### Tâches à réaliser
**a.** D'après l'extrait fourni, à quelle société l'intégralité du capital a-t-elle été cédée le 5 mars 1990 ?
**b.** Reproduisez à l'identique le passage de l'extrait fourni qui s'ouvre sur les mots contenant « Y... ainsi que Mme Z... ont » et se termine par « et Mme B... ».

### Extrait fourni
******************************

AU NOM DU PEUPLE FRANCAIS
LA COUR DE CASSATION, CHAMBRE COMMERCIALE, FINANCIERE ET ECONOMIQUE, a rendu l'arrêt suivant :
Attendu, selon l'arrêt attaqué (Paris, 4 février 2000), que M. X...
Y..., son épouse Mme Z... et leurs enfants ont constitué en 1966 une société familiale "Graphic Maillot" spécialisée dans la photogravure ; que l'un d'entre eux, M. A...
Y..., titulaire de la majorité du capital et qui exerçait les fonctions de directeur général, a cédé le 5 mars 1990, muni d'un mandat général des actionnaires, l'intégralité du capital à la société Wace Group PLC ; que Mme B... et M. C...
Y... ainsi que Mme Z... ont assigné M. A...
Y... en réparation du préjudice par eux subi du fait de la cession de leurs actions ; que la cour d'appel a rejeté leur demande en considérant que M. C... et Mme B...
Y... ainsi que Mme Z... avaient "accepté d'être les porteurs d'actions pour le compte de leur père et mari" et ne pouvaient "se faire reconnaître un droit de propriété sur ce qui ne leur appartenait pas" ;
Sur le premier moyen, pris en ses sept branches :
Attendu que M. C...

******************************

### Matériel fourni
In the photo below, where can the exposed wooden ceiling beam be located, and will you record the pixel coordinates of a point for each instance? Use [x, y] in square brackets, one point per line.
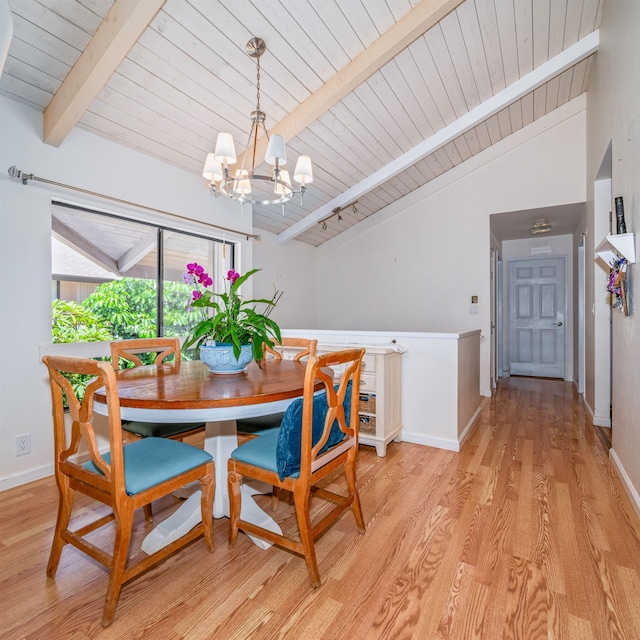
[79, 243]
[408, 29]
[536, 78]
[143, 247]
[119, 31]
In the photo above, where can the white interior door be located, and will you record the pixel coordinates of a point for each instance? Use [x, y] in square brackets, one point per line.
[537, 317]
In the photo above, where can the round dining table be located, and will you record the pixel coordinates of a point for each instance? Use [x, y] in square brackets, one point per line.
[187, 392]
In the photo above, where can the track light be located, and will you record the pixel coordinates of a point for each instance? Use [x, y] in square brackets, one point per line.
[337, 212]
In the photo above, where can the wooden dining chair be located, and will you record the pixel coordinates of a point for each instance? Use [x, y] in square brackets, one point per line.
[319, 434]
[126, 477]
[252, 427]
[159, 349]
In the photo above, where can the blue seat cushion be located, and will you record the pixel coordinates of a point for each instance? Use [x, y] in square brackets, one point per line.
[151, 461]
[160, 429]
[290, 432]
[260, 452]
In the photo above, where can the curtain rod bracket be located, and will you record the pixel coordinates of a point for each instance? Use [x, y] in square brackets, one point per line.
[16, 173]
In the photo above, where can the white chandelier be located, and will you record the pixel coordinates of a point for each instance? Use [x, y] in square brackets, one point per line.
[245, 185]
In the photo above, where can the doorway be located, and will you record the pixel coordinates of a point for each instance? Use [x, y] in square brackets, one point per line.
[537, 316]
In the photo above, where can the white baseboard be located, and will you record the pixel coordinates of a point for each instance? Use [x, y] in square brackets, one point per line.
[467, 430]
[626, 481]
[9, 482]
[430, 441]
[596, 420]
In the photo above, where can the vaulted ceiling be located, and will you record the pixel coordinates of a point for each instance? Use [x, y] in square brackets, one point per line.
[384, 95]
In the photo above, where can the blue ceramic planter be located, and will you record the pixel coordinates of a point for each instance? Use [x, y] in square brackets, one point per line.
[220, 358]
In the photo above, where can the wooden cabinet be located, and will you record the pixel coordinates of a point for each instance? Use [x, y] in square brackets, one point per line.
[379, 408]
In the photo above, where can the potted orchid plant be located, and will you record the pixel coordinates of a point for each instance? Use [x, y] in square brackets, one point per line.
[233, 321]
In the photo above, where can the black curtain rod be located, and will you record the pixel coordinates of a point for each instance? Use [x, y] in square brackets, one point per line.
[25, 177]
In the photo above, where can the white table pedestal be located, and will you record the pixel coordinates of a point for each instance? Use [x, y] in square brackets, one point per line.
[220, 440]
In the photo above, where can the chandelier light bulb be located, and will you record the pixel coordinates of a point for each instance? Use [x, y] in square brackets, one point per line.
[212, 169]
[304, 171]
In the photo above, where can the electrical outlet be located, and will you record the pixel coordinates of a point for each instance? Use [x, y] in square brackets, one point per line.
[23, 444]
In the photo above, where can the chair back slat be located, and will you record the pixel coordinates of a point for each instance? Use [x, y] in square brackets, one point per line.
[312, 455]
[82, 416]
[129, 349]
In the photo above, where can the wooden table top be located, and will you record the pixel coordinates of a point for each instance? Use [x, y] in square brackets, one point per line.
[189, 385]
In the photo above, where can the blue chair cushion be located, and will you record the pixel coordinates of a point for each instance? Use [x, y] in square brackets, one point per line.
[290, 432]
[260, 452]
[160, 429]
[151, 461]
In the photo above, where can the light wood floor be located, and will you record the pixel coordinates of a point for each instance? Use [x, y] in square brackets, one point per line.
[524, 534]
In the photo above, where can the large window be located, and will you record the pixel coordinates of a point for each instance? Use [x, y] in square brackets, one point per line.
[114, 278]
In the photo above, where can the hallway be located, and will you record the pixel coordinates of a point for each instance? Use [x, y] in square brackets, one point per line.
[524, 534]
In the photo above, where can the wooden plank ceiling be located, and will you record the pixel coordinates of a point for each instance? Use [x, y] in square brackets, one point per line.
[384, 95]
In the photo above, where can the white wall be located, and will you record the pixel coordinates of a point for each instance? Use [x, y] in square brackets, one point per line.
[560, 246]
[613, 107]
[415, 265]
[291, 268]
[92, 163]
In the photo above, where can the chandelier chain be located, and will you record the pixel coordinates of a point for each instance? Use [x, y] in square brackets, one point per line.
[258, 83]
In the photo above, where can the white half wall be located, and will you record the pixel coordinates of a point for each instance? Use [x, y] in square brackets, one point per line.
[414, 265]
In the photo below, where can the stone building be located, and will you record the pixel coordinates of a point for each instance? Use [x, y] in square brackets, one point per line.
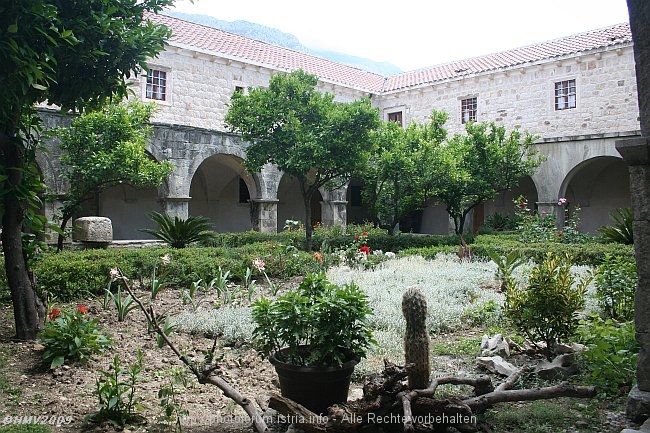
[577, 94]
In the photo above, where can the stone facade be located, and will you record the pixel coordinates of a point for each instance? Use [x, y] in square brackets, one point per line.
[209, 179]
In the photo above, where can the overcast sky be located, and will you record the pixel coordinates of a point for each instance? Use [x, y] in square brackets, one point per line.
[413, 34]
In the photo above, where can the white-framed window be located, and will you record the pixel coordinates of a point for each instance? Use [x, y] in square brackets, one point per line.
[468, 109]
[565, 95]
[395, 114]
[157, 85]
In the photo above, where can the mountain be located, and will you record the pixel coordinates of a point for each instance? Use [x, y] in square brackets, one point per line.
[286, 40]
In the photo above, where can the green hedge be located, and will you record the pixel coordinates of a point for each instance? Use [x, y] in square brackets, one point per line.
[68, 275]
[591, 253]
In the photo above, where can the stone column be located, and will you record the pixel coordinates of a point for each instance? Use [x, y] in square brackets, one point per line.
[334, 212]
[635, 153]
[264, 213]
[176, 206]
[550, 208]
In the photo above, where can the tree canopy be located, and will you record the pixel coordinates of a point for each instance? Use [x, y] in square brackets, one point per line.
[72, 54]
[471, 168]
[105, 148]
[394, 185]
[304, 132]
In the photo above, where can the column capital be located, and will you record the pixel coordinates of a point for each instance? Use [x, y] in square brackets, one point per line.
[635, 151]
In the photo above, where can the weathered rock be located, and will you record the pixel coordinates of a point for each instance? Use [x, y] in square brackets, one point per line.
[93, 229]
[494, 346]
[561, 367]
[496, 364]
[638, 405]
[564, 348]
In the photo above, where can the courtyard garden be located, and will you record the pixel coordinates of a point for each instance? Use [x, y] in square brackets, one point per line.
[98, 366]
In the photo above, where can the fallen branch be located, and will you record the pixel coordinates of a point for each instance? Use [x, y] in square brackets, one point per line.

******************************

### Résultats finaux
**a.** À la société Wace Group PLC.

**b.**
Y... ainsi que Mme Z... ont assigné M. A...
Y... en réparation du préjudice par eux subi du fait de la cession de leurs actions ; que la cour d'appel a rejeté leur demande en considérant que M. C... et Mme B...